:: TEXTE FOURNI ::
Libération | Tribunes : Le crâne des uns dans la vitrine des autres
Voici ma tribune publiée dans le journal Libération du 27 août 2014.
On me dira peut-être que je me mêle de ce qui ne me regarde pas. Mais après tout, j’habite juste en face. Au bord de la mer. Il n’y a que la Manche qui m’en sépare, le Channel. Pas bien loin après tout, cinq heures de traversée en ferry depuis Ouistreham et vous êtes en Angleterre. Une île, il faut toujours l’aborder par la mer.
Et puis on m’objectera aussi que ce dont je veux parler ne se passe même pas chez moi, au Rwanda, mais juste de l’autre côté de la frontière, en Ouganda. La frontière, les Allemands et les Anglais l’avaient tracée à leur convenance en 1911. Pourtant des deux côtés, on parle kinyarwanda, des deux côtés, c’est la même ethnie (voilà un vilain mot que j’aurais dû éviter d’employer), les Bakiga.
Mon histoire se passe entre 1916 et 1919. C’était il y a bien longtemps, moins longtemps que l’histoire d’Ataï, le chef canaque et son crâne qu’on vient de rendre aux siens, en Nouvelle-Calédonie, (encore un nom bien colonial), aux Canaques. J’ai bien aimé le beau texte de Daeninckx à ce sujet (1). Cela m’a donné des idées. Il y a certainement bien d’autres trophées macabres du colonialisme triomphant enfouis, oubliés dans les réserves des musées. Il y en a peut-être un au British Museum. A vérifier. Celui de Ntokibiri.
Ntokibiri, cela signifie deux doigts, deux doigts en plus je suppose. Ntokibiri, c’était un prophète, un sorcier, a witchdoctor, comme disaient les Blancs. En lui s’était incarné un esprit féminin, Nyabingi, qui possédait plutôt les jeunes filles car c’était une sorte de déesse-mère terrible et bienfaisante à la fois, qui donnait et guérissait les maladies, et surtout rendait fécondes les femmes stériles. Elle a été loin Nyabingi, elle a été jusqu’en Jamaïque, elle est devenue Nyabinghi chez les rastas qui lui ajoutèrent un h.
Donc, en 1917, Ntokibiri a pris la tête d’une révolte contre les puissances coloniales : Anglais et Belges. Il a sans doute profité de la Grande Guerre qui avait quelque peu désorganisé l’administration coloniale encore mal établie. Oui, les Européens se sont fait aussi la guerre en Afrique, particulièrement en Afrique de l’Est. Elle s’est faite surtout sur la tête des 600 000 Africains réquisitionnés comme porteurs par tous les belligérants. Le portage a fait plus de morts que les combats : des dizaines de milliers de morts.

:: LISTE DES DONNÉES ::

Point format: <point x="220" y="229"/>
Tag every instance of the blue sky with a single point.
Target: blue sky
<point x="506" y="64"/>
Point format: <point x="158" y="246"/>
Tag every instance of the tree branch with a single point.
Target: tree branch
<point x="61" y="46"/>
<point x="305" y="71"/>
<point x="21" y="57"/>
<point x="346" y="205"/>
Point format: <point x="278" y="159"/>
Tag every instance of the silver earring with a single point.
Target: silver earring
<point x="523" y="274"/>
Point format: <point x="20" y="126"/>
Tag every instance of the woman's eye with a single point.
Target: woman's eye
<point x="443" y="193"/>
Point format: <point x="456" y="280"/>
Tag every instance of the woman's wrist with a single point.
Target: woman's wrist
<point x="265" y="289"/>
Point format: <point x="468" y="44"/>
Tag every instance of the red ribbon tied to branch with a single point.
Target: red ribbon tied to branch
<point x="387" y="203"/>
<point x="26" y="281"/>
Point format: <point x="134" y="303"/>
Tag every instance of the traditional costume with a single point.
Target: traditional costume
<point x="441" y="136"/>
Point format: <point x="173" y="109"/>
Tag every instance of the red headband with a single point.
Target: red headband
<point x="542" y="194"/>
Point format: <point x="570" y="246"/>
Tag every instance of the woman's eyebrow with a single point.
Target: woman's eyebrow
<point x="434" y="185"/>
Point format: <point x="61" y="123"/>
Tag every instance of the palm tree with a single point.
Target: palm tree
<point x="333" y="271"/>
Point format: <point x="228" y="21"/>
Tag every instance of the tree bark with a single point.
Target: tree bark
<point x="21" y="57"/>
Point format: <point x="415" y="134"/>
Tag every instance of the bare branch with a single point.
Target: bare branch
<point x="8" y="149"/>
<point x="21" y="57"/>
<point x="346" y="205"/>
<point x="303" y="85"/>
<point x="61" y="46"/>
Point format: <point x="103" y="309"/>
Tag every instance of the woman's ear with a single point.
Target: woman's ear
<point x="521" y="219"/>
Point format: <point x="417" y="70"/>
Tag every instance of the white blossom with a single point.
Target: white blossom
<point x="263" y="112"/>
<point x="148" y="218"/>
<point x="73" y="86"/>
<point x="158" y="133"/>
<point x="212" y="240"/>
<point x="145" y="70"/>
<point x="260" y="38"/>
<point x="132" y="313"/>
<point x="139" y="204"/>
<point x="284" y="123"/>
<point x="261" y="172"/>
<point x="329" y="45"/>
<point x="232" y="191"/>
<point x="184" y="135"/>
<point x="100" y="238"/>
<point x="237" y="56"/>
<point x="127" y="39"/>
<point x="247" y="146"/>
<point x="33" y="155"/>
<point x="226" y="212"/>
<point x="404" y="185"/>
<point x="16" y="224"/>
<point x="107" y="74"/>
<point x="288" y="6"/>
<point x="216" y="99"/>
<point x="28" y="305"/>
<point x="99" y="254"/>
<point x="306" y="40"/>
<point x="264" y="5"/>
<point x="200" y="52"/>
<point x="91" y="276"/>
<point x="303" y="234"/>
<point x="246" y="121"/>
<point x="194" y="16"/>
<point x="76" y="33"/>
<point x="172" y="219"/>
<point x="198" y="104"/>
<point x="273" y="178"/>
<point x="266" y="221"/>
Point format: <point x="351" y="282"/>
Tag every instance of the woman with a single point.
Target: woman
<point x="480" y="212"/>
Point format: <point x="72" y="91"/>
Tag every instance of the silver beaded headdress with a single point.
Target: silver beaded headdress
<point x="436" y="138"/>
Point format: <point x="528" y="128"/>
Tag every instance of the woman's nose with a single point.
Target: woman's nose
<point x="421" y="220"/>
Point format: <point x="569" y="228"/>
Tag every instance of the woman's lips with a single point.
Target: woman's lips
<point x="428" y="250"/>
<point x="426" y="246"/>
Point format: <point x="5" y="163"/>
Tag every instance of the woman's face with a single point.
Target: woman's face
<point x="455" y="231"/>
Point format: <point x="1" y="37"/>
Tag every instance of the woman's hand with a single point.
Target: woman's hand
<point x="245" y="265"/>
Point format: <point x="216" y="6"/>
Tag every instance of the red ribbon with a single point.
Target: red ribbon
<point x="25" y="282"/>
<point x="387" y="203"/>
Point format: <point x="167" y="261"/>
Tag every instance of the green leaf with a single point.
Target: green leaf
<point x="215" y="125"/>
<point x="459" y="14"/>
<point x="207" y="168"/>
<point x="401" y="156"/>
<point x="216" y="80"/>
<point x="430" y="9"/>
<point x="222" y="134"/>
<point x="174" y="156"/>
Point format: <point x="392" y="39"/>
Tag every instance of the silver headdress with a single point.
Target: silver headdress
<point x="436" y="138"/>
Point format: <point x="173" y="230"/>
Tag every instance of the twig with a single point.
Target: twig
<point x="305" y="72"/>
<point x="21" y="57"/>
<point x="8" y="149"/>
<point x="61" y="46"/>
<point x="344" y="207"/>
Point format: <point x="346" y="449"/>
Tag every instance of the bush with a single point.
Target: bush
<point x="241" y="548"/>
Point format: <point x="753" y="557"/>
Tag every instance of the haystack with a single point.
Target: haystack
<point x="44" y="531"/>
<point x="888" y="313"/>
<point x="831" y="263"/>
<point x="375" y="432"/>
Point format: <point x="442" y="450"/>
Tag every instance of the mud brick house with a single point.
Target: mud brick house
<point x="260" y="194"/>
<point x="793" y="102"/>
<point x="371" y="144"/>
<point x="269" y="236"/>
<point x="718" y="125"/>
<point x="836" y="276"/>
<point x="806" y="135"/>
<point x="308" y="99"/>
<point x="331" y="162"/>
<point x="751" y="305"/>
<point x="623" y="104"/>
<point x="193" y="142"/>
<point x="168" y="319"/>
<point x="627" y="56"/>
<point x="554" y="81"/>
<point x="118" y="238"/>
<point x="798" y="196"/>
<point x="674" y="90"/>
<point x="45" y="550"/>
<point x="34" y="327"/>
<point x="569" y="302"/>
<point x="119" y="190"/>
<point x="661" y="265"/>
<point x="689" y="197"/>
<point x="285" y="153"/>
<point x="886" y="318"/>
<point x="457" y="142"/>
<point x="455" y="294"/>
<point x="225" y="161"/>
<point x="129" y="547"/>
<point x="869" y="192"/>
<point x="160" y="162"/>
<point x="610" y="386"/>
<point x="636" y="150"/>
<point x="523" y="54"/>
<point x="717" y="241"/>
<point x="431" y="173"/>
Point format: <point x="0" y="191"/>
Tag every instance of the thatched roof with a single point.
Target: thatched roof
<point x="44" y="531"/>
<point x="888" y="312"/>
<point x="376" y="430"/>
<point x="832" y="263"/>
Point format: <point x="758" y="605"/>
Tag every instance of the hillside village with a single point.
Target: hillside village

==

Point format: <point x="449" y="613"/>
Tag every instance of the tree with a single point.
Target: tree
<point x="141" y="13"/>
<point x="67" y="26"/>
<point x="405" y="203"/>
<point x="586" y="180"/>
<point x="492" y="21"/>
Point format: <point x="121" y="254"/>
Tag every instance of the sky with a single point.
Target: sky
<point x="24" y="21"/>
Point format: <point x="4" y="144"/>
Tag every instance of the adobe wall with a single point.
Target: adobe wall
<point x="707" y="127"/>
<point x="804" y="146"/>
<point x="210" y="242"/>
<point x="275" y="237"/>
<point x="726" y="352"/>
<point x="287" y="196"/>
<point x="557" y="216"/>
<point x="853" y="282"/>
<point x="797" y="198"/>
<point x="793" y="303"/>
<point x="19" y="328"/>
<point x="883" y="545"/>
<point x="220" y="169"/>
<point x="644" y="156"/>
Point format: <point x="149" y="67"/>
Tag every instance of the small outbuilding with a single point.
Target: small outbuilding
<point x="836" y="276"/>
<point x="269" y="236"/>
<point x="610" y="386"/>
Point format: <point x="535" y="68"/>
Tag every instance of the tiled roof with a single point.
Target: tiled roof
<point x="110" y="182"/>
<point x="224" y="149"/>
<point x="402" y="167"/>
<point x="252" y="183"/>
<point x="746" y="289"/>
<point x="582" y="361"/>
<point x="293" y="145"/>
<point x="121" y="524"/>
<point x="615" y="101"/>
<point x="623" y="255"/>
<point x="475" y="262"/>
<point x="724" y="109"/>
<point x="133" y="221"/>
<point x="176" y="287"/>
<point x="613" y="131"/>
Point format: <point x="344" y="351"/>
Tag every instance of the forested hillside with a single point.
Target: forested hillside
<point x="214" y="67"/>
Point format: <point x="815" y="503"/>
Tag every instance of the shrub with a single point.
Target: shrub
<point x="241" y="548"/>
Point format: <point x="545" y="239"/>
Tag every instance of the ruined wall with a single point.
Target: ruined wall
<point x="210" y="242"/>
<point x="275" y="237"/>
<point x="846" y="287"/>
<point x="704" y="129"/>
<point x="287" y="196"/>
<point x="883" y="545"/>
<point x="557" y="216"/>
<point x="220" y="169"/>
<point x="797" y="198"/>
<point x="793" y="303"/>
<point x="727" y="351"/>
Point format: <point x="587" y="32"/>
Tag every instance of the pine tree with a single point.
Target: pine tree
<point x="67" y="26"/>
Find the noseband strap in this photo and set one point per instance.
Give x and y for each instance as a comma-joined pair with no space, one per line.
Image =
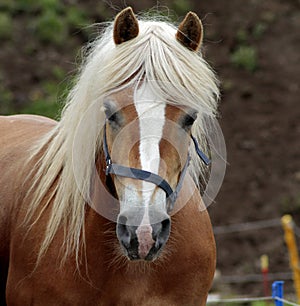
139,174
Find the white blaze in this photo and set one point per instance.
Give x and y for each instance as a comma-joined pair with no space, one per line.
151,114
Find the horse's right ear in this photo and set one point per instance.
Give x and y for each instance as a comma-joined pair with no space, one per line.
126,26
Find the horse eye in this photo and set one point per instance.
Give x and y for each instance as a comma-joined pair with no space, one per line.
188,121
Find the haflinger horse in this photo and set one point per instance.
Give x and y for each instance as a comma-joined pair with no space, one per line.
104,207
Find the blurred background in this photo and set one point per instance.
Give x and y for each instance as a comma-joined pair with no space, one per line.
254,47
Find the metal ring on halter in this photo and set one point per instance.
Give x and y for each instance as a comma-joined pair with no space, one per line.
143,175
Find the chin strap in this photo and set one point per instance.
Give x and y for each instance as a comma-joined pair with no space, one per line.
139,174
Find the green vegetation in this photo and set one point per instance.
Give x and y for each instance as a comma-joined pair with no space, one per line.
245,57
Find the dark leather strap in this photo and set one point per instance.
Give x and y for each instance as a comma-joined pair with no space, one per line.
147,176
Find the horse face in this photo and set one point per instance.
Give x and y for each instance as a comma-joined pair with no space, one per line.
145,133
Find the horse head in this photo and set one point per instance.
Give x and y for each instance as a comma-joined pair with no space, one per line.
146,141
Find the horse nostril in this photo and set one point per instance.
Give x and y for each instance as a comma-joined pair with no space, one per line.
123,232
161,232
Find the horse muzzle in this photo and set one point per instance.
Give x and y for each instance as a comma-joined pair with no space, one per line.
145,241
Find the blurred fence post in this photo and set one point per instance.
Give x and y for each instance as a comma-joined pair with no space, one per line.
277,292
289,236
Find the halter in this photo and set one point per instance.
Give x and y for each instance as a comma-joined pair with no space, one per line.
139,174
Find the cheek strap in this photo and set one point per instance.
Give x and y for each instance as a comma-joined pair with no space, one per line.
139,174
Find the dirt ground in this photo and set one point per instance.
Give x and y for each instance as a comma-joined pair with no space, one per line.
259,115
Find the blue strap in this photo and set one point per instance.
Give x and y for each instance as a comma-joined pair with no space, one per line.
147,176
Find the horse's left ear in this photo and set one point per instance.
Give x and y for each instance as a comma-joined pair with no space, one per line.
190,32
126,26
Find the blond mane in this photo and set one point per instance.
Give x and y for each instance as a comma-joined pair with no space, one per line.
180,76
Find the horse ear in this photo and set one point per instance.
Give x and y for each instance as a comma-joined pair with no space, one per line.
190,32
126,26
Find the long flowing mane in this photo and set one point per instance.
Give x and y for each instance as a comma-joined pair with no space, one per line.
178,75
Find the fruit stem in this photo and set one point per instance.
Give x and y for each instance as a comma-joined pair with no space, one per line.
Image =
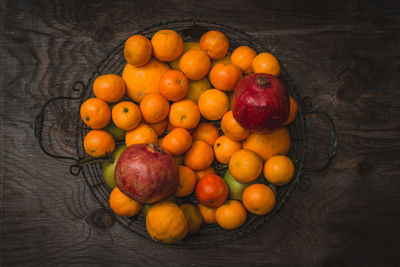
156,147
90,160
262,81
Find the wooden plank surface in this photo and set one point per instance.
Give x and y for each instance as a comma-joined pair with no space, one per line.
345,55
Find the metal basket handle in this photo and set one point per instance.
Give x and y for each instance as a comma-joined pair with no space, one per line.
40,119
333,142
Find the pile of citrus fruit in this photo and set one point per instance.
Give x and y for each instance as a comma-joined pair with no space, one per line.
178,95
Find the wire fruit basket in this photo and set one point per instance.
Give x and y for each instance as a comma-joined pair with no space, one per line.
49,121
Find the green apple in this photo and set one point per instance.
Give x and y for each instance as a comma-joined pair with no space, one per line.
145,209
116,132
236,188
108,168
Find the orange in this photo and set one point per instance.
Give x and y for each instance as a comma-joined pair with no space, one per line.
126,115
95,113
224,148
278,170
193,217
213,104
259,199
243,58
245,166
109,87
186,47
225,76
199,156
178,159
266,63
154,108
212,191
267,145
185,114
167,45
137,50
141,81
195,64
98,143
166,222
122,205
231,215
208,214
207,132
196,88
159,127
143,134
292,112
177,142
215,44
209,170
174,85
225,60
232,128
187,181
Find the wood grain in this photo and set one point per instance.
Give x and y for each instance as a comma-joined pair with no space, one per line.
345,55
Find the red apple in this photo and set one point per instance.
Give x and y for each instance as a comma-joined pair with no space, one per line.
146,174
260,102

:: EXERCICE ::
Recopiez sans rien modifier le passage de la tribune qui commence par « On me dira peut-être » et se poursuit jusqu'à « par la mer. ».

:: RÉPONSE ATTENDUE ::
On me dira peut-être que je me mêle de ce qui ne me regarde pas. Mais après tout, j’habite juste en face. Au bord de la mer. Il n’y a que la Manche qui m’en sépare, le Channel. Pas bien loin après tout, cinq heures de traversée en ferry depuis Ouistreham et vous êtes en Angleterre. Une île, il faut toujours l’aborder par la mer.